Locate every line in the material below that contains the string "road", and copy each of those lines.

Begin Dataset extract

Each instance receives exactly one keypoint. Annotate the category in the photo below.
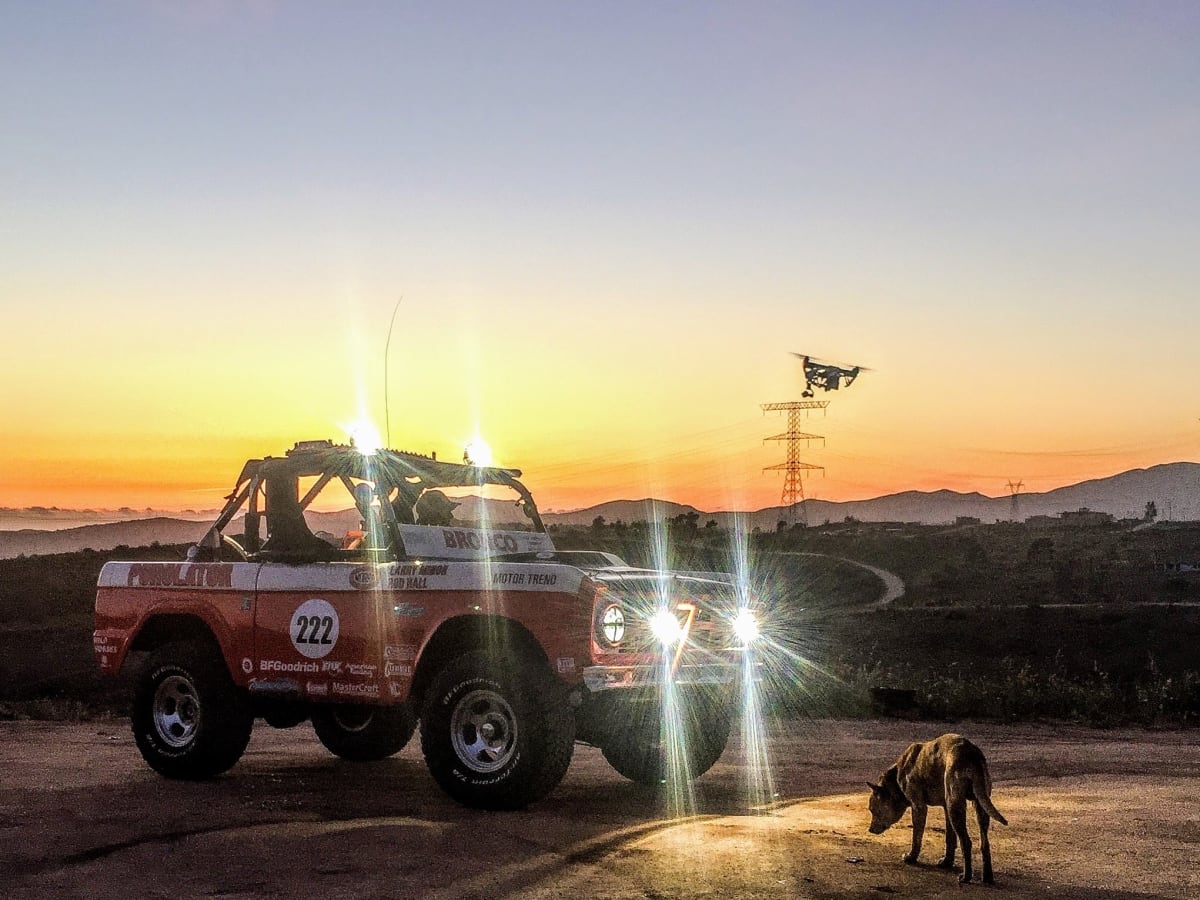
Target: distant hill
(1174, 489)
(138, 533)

End Dataset extract
Begin Dataset extract

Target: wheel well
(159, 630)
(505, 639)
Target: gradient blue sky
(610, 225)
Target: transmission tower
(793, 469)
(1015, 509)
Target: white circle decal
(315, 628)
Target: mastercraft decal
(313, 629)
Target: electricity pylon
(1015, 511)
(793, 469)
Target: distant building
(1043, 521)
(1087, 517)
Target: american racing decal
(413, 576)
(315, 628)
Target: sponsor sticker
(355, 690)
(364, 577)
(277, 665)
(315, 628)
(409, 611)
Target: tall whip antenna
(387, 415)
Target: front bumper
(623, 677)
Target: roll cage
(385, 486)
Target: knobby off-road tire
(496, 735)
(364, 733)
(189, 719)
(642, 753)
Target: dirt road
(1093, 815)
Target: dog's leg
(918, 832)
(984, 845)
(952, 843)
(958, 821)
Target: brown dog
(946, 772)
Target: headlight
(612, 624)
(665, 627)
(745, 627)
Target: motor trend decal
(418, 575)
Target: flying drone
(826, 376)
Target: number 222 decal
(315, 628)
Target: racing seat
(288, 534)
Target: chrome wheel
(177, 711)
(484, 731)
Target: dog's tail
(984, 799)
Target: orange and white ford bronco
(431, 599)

End Dataset extract
Begin Dataset extract

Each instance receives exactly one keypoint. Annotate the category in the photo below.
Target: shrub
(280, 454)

End Dataset extract

Full output:
Target: knobby off-road tire
Target: dirt road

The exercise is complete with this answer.